Restate the records underneath, keeping each one exactly the same.

● ● ● ●

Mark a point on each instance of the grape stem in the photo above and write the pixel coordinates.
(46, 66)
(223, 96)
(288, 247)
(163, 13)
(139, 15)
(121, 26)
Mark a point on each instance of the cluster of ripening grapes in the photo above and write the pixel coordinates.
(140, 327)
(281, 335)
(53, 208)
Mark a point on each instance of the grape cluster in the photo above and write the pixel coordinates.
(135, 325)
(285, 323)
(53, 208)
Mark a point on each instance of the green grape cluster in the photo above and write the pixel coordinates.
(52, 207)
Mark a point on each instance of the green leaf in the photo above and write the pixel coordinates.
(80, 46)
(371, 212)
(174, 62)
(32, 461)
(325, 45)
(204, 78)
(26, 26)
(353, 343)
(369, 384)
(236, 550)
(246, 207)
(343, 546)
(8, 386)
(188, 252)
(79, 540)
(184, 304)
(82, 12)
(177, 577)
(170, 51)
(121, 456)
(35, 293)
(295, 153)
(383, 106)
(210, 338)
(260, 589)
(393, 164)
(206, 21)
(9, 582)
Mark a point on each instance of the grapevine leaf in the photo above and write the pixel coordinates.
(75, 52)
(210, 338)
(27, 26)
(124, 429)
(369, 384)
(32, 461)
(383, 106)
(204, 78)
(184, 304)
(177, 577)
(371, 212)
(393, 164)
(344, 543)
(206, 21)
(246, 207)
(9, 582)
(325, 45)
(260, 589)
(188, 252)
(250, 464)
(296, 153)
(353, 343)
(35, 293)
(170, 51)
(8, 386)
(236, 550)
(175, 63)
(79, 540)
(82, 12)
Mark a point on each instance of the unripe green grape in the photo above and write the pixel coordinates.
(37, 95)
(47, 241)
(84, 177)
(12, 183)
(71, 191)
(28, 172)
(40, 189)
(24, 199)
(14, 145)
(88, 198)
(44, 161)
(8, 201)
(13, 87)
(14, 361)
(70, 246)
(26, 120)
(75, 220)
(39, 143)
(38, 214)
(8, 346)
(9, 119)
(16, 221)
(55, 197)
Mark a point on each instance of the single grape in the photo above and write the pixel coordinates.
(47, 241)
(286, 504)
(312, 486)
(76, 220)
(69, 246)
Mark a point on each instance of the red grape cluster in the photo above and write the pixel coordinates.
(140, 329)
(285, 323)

● ● ● ●

FINAL ANSWER =
Mark a point on each instance of the grape stem in the photo above and write the pixel coordinates.
(46, 66)
(223, 96)
(288, 247)
(163, 13)
(139, 15)
(121, 26)
Mark a point on each instance of the cluster of ripening grapes in the photo above and write the pixel coordinates.
(140, 327)
(281, 335)
(53, 208)
Mark a point on each instance of the grape cluster in the photo above and write the pixel coordinates.
(135, 325)
(285, 323)
(53, 208)
Mark a point on each instance of the green grape cluster in the photo above and write the pixel coordinates.
(52, 207)
Mark a point on each instance of the green leaf in the photo above and write the pixel coordinates.
(80, 46)
(371, 212)
(174, 62)
(32, 461)
(325, 45)
(204, 78)
(26, 26)
(353, 343)
(369, 384)
(236, 550)
(246, 207)
(343, 546)
(8, 386)
(188, 252)
(79, 540)
(184, 304)
(82, 12)
(177, 577)
(170, 51)
(121, 456)
(35, 293)
(295, 153)
(383, 106)
(210, 338)
(260, 589)
(393, 164)
(206, 21)
(9, 582)
Mark a point on each instance of the grapevine leaf in the photo above and write the pixel coordinates.
(75, 52)
(210, 338)
(27, 26)
(124, 429)
(369, 384)
(32, 461)
(383, 106)
(204, 78)
(184, 304)
(177, 577)
(371, 212)
(393, 164)
(344, 543)
(206, 21)
(246, 207)
(9, 582)
(325, 45)
(260, 589)
(188, 252)
(250, 464)
(296, 153)
(353, 343)
(35, 293)
(170, 51)
(8, 386)
(236, 550)
(175, 63)
(79, 540)
(82, 12)
Mark a point on each instance of the unripe green grape in the photo above and write the pixel coordinates.
(37, 95)
(47, 241)
(84, 177)
(12, 183)
(71, 191)
(28, 172)
(40, 189)
(24, 199)
(14, 145)
(88, 198)
(44, 161)
(8, 201)
(13, 87)
(14, 361)
(70, 246)
(26, 120)
(75, 220)
(39, 143)
(38, 214)
(8, 346)
(9, 119)
(16, 221)
(55, 197)
Mark a point on each instance of the single grape in the photo above and write the pixel coordinates.
(47, 241)
(286, 504)
(312, 486)
(76, 220)
(69, 246)
Mark a point on each instance of the red grape cluster in the photo above and write the pixel coordinates.
(140, 329)
(285, 323)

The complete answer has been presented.